** PROBLEM STATEMENT **
From the post, reproduce the passage between "It has been" and "and my friends.", inclusive, switching "blog" to "online diary".

======== PAGE TEXT

It has been two whole years since I have written in this blog. And almost as long since I have written anything at all. Truly, I have little idea of what I plan to write in this post – I only know that when I happened upon an old conversation that led me back here, I was saddened to see the dust that had settled over the journals of myself and my friends.
Ironically, I am again listening to Barry Manilow at this moment (see below post). 😛 So I guess some things haven’t changed. And yet so much has. Reading over my old posts, I have two comments. 1: I truly have a poetic soul and a talent for writing sad words. 😛 2: Since I have met, and, yes, married, the love of my life, those sad feelings expressed in the below posts are so far away that I have scarcely a memory of them. So there is a rainbow after a storm after all. 🙂 I hardly ever even have nightmares anymore! Well, depending on your definition of nightmares. I think they are technically bad dreams, but I wake amused at another dramatic dream rather than frightened a majority of the time. Daniel thinks it is just because my imagination desperately needs an outlet for all the stories floating around inside of me, and has been encouraging me more and more to spend some time writing.

================
======== GIVEN INFORMATION

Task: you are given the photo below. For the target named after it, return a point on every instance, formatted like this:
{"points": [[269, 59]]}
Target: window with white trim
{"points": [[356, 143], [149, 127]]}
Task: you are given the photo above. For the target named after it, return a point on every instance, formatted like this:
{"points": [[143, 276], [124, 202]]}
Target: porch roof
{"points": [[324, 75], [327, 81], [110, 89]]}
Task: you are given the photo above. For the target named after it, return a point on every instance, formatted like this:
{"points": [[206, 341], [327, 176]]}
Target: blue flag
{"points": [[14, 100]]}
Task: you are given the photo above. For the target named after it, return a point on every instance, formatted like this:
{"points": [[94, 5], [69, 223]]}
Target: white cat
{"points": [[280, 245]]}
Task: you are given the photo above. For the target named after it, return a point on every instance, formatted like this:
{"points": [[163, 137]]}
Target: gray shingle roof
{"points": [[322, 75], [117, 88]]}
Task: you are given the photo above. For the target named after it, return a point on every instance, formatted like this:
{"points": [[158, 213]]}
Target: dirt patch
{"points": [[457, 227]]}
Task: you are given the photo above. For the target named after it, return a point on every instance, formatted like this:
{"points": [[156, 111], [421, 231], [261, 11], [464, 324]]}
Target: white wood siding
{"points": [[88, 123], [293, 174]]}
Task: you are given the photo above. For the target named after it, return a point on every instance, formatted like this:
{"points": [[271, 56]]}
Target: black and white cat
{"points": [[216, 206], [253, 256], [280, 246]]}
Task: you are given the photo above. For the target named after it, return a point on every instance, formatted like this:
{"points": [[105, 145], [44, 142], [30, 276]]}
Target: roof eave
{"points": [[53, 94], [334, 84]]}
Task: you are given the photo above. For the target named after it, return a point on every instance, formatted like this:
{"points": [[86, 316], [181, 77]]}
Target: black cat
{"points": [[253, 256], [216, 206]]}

================

** IN RESPONSE **
It has been two whole years since I have written in this online diary. And almost as long since I have written anything at all. Truly, I have little idea of what I plan to write in this post – I only know that when I happened upon an old conversation that led me back here, I was saddened to see the dust that had settled over the journals of myself and my friends.